▶ [Passage]
* * * * *
Figure 2. In this illustration, we show how whole volume ACEs can be used by MapR Administrators to forcefully restrict access to volume contents – in this case to members of the Finance group.
- Set Permissions on Administrative Actions. Finally, you should set restrictions on the actions users can take on a cluster. [See our “Volume Capabilities” page, for example, for information on setting permissions on actions that can be performed on a volume.]
We’re making great progress securing the cluster, but we’re not done yet. Although we’ve just set permissions on all our data, unauthorized users can still conceivably gain access to sensitive data. The vectors of attack in this case are much more difficult to pull off, but you should be aware of the possibilities and take precautionary measures as necessary.
* * * * *
▶ [Data entries]

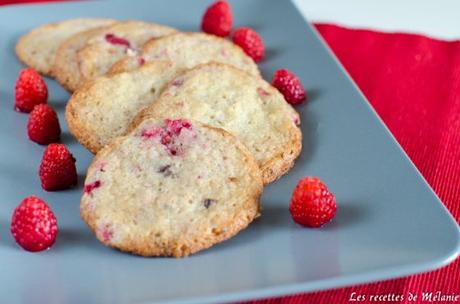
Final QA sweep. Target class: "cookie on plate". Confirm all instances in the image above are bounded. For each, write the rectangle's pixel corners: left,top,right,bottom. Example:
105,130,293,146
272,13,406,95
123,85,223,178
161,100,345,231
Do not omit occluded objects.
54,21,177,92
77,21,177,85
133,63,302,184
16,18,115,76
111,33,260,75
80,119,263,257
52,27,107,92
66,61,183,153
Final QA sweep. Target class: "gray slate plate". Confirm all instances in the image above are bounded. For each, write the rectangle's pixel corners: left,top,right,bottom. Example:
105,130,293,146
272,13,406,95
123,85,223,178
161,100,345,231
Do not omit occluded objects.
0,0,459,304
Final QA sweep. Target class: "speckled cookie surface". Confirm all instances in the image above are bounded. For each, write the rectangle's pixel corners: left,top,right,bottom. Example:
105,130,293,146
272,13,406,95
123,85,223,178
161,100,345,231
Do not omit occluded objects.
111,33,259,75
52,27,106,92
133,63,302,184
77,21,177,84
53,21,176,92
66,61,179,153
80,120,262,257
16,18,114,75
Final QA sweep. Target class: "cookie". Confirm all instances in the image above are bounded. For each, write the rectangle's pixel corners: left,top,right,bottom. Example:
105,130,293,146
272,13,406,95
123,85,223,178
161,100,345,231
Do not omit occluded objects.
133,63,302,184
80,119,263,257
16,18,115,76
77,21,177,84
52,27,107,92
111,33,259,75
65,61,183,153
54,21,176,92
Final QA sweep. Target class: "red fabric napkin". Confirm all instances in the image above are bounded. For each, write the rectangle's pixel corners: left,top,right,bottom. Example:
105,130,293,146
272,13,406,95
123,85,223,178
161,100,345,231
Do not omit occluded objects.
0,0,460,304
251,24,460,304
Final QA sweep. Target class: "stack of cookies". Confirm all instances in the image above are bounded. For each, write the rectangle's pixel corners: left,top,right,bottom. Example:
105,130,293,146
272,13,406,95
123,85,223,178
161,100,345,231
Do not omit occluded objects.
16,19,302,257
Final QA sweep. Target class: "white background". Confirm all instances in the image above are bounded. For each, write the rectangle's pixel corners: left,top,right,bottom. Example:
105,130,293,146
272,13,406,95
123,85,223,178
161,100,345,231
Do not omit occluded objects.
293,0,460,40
* * * * *
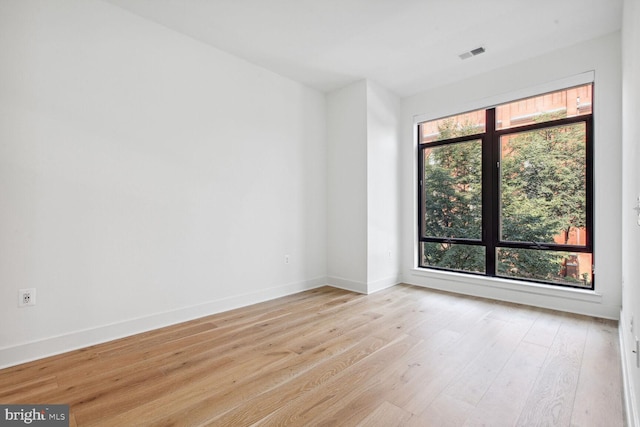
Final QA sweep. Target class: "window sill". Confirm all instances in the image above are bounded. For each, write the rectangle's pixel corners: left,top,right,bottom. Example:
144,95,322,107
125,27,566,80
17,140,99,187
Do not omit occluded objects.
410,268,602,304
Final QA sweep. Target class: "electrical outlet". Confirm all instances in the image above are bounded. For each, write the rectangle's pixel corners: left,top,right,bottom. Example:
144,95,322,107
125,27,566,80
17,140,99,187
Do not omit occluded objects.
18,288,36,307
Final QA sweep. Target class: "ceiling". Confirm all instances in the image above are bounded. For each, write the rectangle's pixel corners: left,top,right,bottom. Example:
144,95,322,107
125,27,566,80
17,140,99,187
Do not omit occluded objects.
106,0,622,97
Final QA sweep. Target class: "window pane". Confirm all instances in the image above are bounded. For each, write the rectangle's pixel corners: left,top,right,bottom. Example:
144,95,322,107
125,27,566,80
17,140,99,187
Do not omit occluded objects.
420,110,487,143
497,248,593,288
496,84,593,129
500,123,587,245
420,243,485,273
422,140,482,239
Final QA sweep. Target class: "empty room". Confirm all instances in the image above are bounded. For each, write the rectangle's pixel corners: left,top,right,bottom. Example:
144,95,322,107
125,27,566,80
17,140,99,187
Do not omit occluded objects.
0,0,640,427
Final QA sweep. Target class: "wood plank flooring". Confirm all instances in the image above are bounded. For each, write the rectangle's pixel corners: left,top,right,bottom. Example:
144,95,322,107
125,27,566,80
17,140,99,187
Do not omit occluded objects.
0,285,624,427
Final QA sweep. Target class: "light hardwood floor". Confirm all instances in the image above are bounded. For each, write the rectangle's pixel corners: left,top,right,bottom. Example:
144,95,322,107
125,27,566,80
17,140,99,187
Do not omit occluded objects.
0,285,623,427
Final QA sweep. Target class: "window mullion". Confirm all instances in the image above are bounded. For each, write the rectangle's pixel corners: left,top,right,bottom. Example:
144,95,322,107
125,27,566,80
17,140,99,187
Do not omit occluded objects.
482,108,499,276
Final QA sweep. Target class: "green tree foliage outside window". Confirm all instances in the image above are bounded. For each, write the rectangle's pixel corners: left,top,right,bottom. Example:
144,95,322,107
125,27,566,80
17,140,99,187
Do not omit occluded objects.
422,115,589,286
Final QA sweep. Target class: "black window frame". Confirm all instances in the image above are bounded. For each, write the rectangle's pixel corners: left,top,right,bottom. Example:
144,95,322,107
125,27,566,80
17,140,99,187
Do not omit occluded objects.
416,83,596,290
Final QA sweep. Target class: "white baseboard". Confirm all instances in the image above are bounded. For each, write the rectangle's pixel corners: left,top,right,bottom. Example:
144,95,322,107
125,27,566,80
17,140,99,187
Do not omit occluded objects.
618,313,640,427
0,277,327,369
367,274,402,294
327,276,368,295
* * * * *
▶ [Given instruction] According to the MapR security passage above, Figure 2 shows volume access restricted to which group?

▶ [Exercise answer] The Finance group.